He argued that anecdotes should never be used because they can just as easily represent outliers as norms; I argued that they were extremely valuable as vehicles — people remember stories better than they remember reams of data.
I now realize that we were arguing at cross-purposes. He was arguing that anecdotal evidence should not be used to confirm or deny research hypotheses (a position on which we actually agree); I was arguing that anecdotes have a place in explaining the findings of research to people who don’t necessarily know a great deal about statistics and levels of measurement and all that jazz. I have no idea how he feels about that. I’ll have to ask the next time I see him.
It is true that individual anecdotes can’t tell us much about how the world actually works: if we only hear one story, we can’t glean from that single story whether that story is typical or atypical. Therefore, we can’t base statistical analyses on small samples of individual anecdotes, and we can’t make sound statements about causality or even, really, about correlations based on small samples of individual anecdotes.
When we try to ascribe causality based on anecdotes, we run into problems: for example, a book detailing how the use of Applied Behavioral Analysis (ABA) led to one child’s “recovery” from autistic spectrum disorder (ASD) does not actually mean that ABA can produce the same results for all, or even most, kids (or adults) with ASD. In fact, most of the time, it doesn’t (this isn’t to say that ABA isn’t a valuable tool; just that it’s not usually a miracle cure) — but reading one or two books recounting the story of one or two kids who “recovered” can lead to the impression that ASD is “curable” in most or all cases and “should” be cured using ABA(1).
If, as a parent or helping professional, you read only that book, or those two books, and you decide that they represent a typical view of the world, you’ll have based your entire understanding — your entire statistical analysis, informal though it may be — on an anomaly, but you won’t necessarily know it.
A research paper, meanwhile, that looks at a sample of a couple of thousand folks with ASD and examines outcomes of their experiences with ABA will undoubtedly produce a different picture of the efficacy of ABA and the “curability” of ASD. From such a paper, we’ll be able to get a better sense of the relationship between ASD and ABA: does ABA lead to improved outcomes(2) for people with ASD? Such a study will, ideally, also answer a few other important questions:
- How often do improved outcomes occur?

# Provided records:
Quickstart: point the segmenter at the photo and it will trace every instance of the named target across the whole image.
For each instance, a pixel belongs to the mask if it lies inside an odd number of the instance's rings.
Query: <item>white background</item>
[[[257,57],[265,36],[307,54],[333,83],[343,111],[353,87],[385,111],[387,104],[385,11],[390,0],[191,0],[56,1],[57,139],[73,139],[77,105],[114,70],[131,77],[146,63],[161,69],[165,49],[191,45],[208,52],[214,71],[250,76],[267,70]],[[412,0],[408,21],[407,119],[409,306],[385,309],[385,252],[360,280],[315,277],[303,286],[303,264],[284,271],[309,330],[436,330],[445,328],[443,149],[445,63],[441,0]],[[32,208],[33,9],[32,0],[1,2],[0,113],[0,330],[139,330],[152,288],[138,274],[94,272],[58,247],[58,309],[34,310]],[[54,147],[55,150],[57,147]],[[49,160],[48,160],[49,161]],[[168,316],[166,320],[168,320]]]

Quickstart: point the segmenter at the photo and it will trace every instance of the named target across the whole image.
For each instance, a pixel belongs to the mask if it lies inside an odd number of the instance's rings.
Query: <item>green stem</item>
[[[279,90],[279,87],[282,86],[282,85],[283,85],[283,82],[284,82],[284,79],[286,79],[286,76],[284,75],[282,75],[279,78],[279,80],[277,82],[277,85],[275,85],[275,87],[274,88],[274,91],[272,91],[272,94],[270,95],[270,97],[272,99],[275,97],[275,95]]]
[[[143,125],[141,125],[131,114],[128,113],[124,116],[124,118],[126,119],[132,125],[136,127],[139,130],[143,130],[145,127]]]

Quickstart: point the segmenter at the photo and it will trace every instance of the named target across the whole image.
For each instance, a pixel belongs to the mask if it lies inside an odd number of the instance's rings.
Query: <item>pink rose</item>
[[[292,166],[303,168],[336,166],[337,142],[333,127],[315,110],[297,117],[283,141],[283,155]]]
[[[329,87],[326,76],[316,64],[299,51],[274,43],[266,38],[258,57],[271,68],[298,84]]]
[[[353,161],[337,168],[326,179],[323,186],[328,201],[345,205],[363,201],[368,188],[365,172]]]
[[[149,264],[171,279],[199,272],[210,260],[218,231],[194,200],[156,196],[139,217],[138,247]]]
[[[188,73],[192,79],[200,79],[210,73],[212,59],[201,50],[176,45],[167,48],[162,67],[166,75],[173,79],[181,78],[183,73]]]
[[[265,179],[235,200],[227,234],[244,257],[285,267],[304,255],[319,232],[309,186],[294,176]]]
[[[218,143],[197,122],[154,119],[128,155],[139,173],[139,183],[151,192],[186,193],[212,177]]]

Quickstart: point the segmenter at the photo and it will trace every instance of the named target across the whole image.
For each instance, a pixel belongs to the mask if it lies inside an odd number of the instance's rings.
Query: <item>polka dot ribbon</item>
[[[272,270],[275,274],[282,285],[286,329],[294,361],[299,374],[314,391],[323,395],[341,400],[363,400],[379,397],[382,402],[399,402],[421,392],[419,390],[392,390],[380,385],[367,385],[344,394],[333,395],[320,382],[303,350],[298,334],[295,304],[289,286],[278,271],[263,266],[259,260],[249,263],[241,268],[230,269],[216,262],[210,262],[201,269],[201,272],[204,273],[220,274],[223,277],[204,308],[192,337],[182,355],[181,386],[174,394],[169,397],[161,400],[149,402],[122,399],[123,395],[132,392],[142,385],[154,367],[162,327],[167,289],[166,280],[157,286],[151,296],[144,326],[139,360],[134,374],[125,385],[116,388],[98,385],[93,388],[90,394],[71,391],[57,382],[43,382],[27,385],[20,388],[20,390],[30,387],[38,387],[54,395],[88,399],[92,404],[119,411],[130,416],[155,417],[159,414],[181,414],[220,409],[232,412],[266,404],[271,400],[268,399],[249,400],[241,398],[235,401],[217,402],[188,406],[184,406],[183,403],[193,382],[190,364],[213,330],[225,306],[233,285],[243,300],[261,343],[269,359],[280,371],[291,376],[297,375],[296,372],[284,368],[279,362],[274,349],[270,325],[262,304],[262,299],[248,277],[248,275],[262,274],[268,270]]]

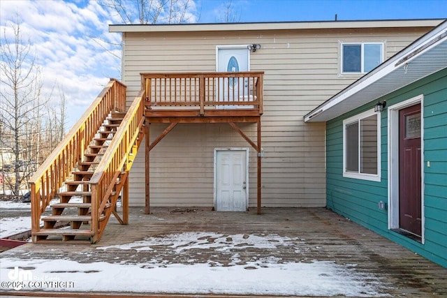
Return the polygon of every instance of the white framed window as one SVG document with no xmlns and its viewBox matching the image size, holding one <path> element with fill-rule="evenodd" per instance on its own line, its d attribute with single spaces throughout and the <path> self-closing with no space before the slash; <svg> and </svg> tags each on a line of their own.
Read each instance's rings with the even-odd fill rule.
<svg viewBox="0 0 447 298">
<path fill-rule="evenodd" d="M 380 114 L 371 109 L 343 121 L 343 177 L 380 181 Z"/>
<path fill-rule="evenodd" d="M 383 61 L 383 43 L 342 43 L 342 73 L 368 73 Z"/>
</svg>

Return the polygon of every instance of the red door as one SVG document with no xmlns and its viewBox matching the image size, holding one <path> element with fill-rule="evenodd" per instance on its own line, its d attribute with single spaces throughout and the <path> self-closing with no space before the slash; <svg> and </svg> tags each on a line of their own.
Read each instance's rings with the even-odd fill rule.
<svg viewBox="0 0 447 298">
<path fill-rule="evenodd" d="M 421 235 L 420 104 L 399 111 L 400 228 Z"/>
</svg>

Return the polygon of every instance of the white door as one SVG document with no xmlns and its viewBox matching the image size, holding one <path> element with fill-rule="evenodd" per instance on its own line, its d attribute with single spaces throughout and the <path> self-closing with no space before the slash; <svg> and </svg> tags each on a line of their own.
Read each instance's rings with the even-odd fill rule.
<svg viewBox="0 0 447 298">
<path fill-rule="evenodd" d="M 242 48 L 217 48 L 217 71 L 239 72 L 249 71 L 249 57 L 250 51 L 244 46 Z M 233 78 L 220 78 L 218 84 L 219 101 L 240 100 L 240 96 L 248 97 L 248 80 Z M 244 94 L 244 96 L 242 96 Z M 218 105 L 218 108 L 234 109 L 247 107 L 243 105 Z"/>
<path fill-rule="evenodd" d="M 214 151 L 214 198 L 217 211 L 247 211 L 248 149 Z"/>
</svg>

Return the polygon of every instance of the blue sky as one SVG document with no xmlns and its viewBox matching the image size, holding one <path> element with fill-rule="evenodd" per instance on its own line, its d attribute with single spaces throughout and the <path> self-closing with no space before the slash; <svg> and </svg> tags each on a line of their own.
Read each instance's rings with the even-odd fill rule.
<svg viewBox="0 0 447 298">
<path fill-rule="evenodd" d="M 219 22 L 227 1 L 193 0 L 189 11 L 190 22 Z M 232 2 L 237 20 L 242 22 L 332 21 L 335 14 L 339 20 L 447 18 L 447 0 Z M 3 33 L 8 40 L 13 40 L 10 25 L 16 16 L 23 40 L 29 40 L 36 51 L 44 81 L 43 95 L 52 94 L 56 105 L 60 92 L 64 93 L 71 127 L 108 78 L 121 77 L 121 50 L 114 45 L 119 44 L 121 36 L 108 33 L 108 24 L 122 22 L 96 1 L 0 0 L 2 43 Z"/>
<path fill-rule="evenodd" d="M 200 0 L 199 22 L 216 22 L 214 10 L 226 1 Z M 447 17 L 447 1 L 233 0 L 240 22 L 424 19 Z"/>
</svg>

# Your instructions:
Reproduce the full passage on anecdotes and research evidence above, word for word.

# Task result:
He argued that anecdotes should never be used because they can just as easily represent outliers as norms; I argued that they were extremely valuable as vehicles — people remember stories better than they remember reams of data.
I now realize that we were arguing at cross-purposes. He was arguing that anecdotal evidence should not be used to confirm or deny research hypotheses (a position on which we actually agree); I was arguing that anecdotes have a place in explaining the findings of research to people who don’t necessarily know a great deal about statistics and levels of measurement and all that jazz. I have no idea how he feels about that. I’ll have to ask the next time I see him.
It is true that individual anecdotes can’t tell us much about how the world actually works: if we only hear one story, we can’t glean from that single story whether that story is typical or atypical. Therefore, we can’t base statistical analyses on small samples of individual anecdotes, and we can’t make sound statements about causality or even, really, about correlations based on small samples of individual anecdotes.
When we try to ascribe causality based on anecdotes, we run into problems: for example, a book detailing how the use of Applied Behavioral Analysis (ABA) led to one child’s “recovery” from autistic spectrum disorder (ASD) does not actually mean that ABA can produce the same results for all, or even most, kids (or adults) with ASD. In fact, most of the time, it doesn’t (this isn’t to say that ABA isn’t a valuable tool; just that it’s not usually a miracle cure) — but reading one or two books recounting the story of one or two kids who “recovered” can lead to the impression that ASD is “curable” in most or all cases and “should” be cured using ABA(1).
If, as a parent or helping professional, you read only that book, or those two books, and you decide that they represent a typical view of the world, you’ll have based your entire understanding — your entire statistical analysis, informal though it may be — on an anomaly, but you won’t necessarily know it.
A research paper, meanwhile, that looks at a sample of a couple of thousand folks with ASD and examines outcomes of their experiences with ABA will undoubtedly produce a different picture of the efficacy of ABA and the “curability” of ASD. From such a paper, we’ll be able to get a better sense of the relationship between ASD and ABA: does ABA lead to improved outcomes(2) for people with ASD? Such a study will, ideally, also answer a few other important questions:
- How often do improved outcomes occur?